▶ _What the task requires_
Print out the complete set of records below, exactly as they read.

┌─ The data

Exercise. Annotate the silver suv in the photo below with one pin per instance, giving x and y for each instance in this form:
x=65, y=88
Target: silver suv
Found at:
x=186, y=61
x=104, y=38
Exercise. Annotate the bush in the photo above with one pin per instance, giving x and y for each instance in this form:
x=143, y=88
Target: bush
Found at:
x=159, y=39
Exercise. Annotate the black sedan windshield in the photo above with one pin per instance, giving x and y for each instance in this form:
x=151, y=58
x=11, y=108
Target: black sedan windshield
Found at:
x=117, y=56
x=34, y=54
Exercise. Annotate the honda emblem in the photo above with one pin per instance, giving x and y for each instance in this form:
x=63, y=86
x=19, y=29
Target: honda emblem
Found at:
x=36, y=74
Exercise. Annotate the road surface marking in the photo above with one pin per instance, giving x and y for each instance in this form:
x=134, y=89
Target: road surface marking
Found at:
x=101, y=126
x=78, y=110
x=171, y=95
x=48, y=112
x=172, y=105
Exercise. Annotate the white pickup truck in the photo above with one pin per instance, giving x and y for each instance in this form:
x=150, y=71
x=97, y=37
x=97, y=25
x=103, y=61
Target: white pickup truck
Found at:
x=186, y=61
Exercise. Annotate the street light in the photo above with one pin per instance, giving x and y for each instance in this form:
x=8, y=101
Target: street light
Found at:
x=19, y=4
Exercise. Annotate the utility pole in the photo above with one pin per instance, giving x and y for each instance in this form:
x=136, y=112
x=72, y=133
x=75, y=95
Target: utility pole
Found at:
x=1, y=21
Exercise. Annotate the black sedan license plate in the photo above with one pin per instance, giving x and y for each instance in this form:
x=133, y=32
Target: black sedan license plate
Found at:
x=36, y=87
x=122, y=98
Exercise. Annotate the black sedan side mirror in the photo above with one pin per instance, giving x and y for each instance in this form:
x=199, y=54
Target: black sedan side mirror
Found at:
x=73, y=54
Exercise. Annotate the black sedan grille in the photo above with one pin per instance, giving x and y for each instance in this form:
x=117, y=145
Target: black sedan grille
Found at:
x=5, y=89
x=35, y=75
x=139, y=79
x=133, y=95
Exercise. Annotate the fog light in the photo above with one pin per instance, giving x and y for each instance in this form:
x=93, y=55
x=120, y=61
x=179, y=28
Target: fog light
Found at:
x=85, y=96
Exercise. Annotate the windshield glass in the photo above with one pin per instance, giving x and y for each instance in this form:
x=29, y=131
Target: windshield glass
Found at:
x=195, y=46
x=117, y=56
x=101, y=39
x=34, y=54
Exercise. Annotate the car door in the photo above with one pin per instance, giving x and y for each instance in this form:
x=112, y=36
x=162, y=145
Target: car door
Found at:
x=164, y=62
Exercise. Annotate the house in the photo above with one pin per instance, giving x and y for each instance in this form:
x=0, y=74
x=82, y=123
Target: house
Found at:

└─

▶ _Expected output_
Exercise. Annotate the silver suv in the photo below with one pin per instance, giving x and y for each instance in this form:
x=65, y=88
Target: silver suv
Found at:
x=186, y=61
x=104, y=38
Exercise. Annotate the bush in the photo above with one pin per instance, giving x and y for each instance in this form:
x=143, y=88
Target: bush
Found at:
x=159, y=39
Exercise. Annotate the black sedan windshield in the photo above with one pin per instance, giving x and y for each instance in this form:
x=151, y=58
x=11, y=108
Target: black sedan windshield
Found at:
x=117, y=56
x=34, y=54
Exercise. Annotate the honda emblem in the photo above with one pin per instance, giving x and y for each instance in this form:
x=63, y=86
x=19, y=29
Target: honda emblem
Found at:
x=36, y=74
Exercise. Annotate the road surface marking in the photo above with one pin per instance, giving x and y for each instance in this form:
x=134, y=89
Target: road surface marking
Found at:
x=101, y=126
x=78, y=110
x=171, y=95
x=48, y=112
x=172, y=105
Exercise. Annotate the white pickup truck in the photo above with one pin per instance, giving x and y for each instance in this form:
x=150, y=71
x=97, y=37
x=97, y=25
x=103, y=61
Target: white pickup truck
Found at:
x=186, y=61
Exercise. Annotate the street light in the photo above with one pin per instance, giving x and y for each instance in this form:
x=8, y=101
Target: street light
Found at:
x=19, y=4
Exercise. Annotate the utility pole in the photo above with one pin per instance, giving x and y for each instance in this form:
x=136, y=112
x=72, y=133
x=75, y=95
Target: utility pole
Found at:
x=1, y=21
Exercise. Annotate the black sedan license plate in the photo above with one pin per instance, giving x and y for each instance in this form:
x=133, y=32
Target: black sedan license plate
Found at:
x=36, y=87
x=122, y=98
Exercise. Annotate the black sedan side mirror in the photo above with one pin per instance, giving x and y for each instance in this form:
x=199, y=54
Target: black sedan side mirror
Found at:
x=73, y=54
Exercise. Annotate the black sedan grille in the photo above with one pin per instance, giving x and y for each instance in this form:
x=117, y=145
Target: black sedan grille
Found at:
x=5, y=89
x=35, y=75
x=139, y=79
x=133, y=95
Exercise. Annotate the fog light in the photo above with one pin per instance, giving x and y for each instance in this form:
x=93, y=55
x=120, y=61
x=179, y=28
Target: fog light
Found at:
x=85, y=96
Exercise. Annotate the windshield glass in the photo above with one pin per instance, giving x and y for each instance in this form:
x=29, y=131
Target: windshield glass
Found at:
x=195, y=46
x=117, y=56
x=101, y=39
x=34, y=54
Exercise. Annotate the car door in the photo above with one pin per instance, giving x and y for each instance in this form:
x=112, y=36
x=162, y=145
Target: car door
Found at:
x=164, y=62
Exercise. Annotate the house in the photo above with one pin per instance, giving x and y for each instance in this form:
x=0, y=74
x=82, y=123
Target: house
Found at:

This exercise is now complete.